→ **OBJECTIF 1**:
Pourriez-vous modifier le passage de la critique de La Cité des enfants perdus qui va de « On ne peut pas » jusqu'à « l'est tout autant. » inclus, en remplaçant « colosse » par « géant » ?
→ **OBJECTIF 2**:
Pouvez-vous prolonger la critique de La Cité des enfants perdus à partir de l'endroit où elle s'arrête ?

══ TEXTE DE LECTURE ══

Le Voleur de rêves !

On ne peut pas dire que Jean-Pierre Jeunet et Marc Caro ont fait des films hyper-conventionnels. Delicatessen est un film d'humour noir d'anticipation complètement loufoque portant de bout en bout une patte bien personnelle. Et cette dernière refait son apparition dans cette Cité des enfants perdus qui est... qui est quoi justement ? Allez, de la science-fiction mixée avec une petite touche d'humour pouvant être assez noire (♩ Petit Papa Noël, surtout ne descends pas du ciel ♫), du fantastique et une bonne louchée de drame (tiens nouveauté générique pour nos deux compères !) avec ces enfants perdus et ce colosse (oui, Ron Perlman, je vais y revenir !) qui l'est tout autant.

═══
══ JEU DE DONNÉES ══

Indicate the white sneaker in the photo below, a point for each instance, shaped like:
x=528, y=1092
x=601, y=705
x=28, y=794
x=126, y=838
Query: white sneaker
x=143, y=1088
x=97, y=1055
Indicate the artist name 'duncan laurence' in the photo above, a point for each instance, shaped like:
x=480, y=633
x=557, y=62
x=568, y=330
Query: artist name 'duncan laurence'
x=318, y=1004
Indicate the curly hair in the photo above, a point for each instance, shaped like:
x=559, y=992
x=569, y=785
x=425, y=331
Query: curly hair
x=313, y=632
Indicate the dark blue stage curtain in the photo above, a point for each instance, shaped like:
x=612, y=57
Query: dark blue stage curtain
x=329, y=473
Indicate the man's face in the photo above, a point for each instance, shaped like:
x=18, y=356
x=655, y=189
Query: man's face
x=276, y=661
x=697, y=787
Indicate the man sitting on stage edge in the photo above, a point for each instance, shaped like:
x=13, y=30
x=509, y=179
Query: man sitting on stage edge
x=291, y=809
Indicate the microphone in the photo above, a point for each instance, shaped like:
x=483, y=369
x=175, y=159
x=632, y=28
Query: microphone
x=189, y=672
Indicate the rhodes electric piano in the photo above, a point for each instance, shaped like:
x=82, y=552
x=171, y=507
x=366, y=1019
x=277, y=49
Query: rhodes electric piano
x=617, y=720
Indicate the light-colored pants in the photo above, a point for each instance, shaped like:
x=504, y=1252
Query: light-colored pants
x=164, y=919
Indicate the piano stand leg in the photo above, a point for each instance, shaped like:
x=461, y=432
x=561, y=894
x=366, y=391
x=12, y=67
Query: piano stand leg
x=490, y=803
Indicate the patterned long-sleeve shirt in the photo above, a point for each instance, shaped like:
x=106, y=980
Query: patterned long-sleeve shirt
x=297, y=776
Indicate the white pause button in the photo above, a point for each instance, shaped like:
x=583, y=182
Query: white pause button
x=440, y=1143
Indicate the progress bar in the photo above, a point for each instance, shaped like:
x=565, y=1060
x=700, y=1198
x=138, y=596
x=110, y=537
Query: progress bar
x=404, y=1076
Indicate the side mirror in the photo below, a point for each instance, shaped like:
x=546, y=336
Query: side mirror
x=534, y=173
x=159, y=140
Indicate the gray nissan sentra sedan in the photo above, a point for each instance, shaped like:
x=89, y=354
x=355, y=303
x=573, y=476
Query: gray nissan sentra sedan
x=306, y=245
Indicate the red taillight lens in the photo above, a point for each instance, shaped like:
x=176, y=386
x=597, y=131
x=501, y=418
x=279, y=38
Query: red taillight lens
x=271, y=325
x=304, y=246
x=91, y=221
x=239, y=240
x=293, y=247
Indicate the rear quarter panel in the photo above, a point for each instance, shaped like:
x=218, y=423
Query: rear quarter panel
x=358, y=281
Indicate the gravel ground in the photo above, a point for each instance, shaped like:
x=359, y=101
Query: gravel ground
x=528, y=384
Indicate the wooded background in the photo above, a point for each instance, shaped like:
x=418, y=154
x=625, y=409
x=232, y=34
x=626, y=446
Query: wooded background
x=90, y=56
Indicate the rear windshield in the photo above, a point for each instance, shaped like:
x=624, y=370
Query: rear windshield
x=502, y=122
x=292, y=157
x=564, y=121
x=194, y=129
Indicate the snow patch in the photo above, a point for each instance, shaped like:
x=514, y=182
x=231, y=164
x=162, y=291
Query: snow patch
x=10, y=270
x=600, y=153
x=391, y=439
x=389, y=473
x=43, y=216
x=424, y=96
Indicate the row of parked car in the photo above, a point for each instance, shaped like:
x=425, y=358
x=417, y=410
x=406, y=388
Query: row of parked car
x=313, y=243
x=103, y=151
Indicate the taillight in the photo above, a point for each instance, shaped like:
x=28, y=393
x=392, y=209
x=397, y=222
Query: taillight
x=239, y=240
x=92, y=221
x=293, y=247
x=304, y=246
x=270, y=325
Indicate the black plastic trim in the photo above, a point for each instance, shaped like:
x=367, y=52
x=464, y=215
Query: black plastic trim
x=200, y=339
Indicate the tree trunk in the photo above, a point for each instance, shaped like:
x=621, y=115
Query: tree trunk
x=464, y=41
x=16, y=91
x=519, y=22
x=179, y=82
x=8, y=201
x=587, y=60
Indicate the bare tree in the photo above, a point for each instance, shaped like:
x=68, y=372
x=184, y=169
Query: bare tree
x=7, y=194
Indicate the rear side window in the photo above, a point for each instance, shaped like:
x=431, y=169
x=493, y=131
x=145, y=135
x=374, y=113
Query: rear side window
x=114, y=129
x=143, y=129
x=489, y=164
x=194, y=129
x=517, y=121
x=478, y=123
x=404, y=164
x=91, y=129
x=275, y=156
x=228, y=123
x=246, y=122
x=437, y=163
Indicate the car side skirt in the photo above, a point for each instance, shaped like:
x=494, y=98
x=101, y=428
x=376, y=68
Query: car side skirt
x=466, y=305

═══

→ **RÉSULTAT ATTENDU 1**:
On ne peut pas dire que Jean-Pierre Jeunet et Marc Caro ont fait des films hyper-conventionnels. Delicatessen est un film d'humour noir d'anticipation complètement loufoque portant de bout en bout une patte bien personnelle. Et cette dernière refait son apparition dans cette Cité des enfants perdus qui est... qui est quoi justement ? Allez, de la science-fiction mixée avec une petite touche d'humour pouvant être assez noire (♩ Petit Papa Noël, surtout ne descends pas du ciel ♫), du fantastique et une bonne louchée de drame (tiens nouveauté générique pour nos deux compères !) avec ces enfants perdus et ce géant (oui, Ron Perlman, je vais y revenir !) qui l'est tout autant.

→ **RÉSULTAT ATTENDU 2**:
Point de vue budget, les décors font très vite comprendre que cela n'a été exécuté avec trois francs six sous. Ils servent bien une atmosphère se voulant délirante (oui, pas forcément évident de saisir parfaitement les tenants et les aboutissants du scénario, disons que presque tous les caractères sont des dégénérés sur pattes !) ainsi que des couleurs sinistres et sombres. Les costumes sont au diapason (le contraire aurait été étonnant avec quelqu'un comme Jean-Paul Gaultier, accompagné de sa mythique marinière !).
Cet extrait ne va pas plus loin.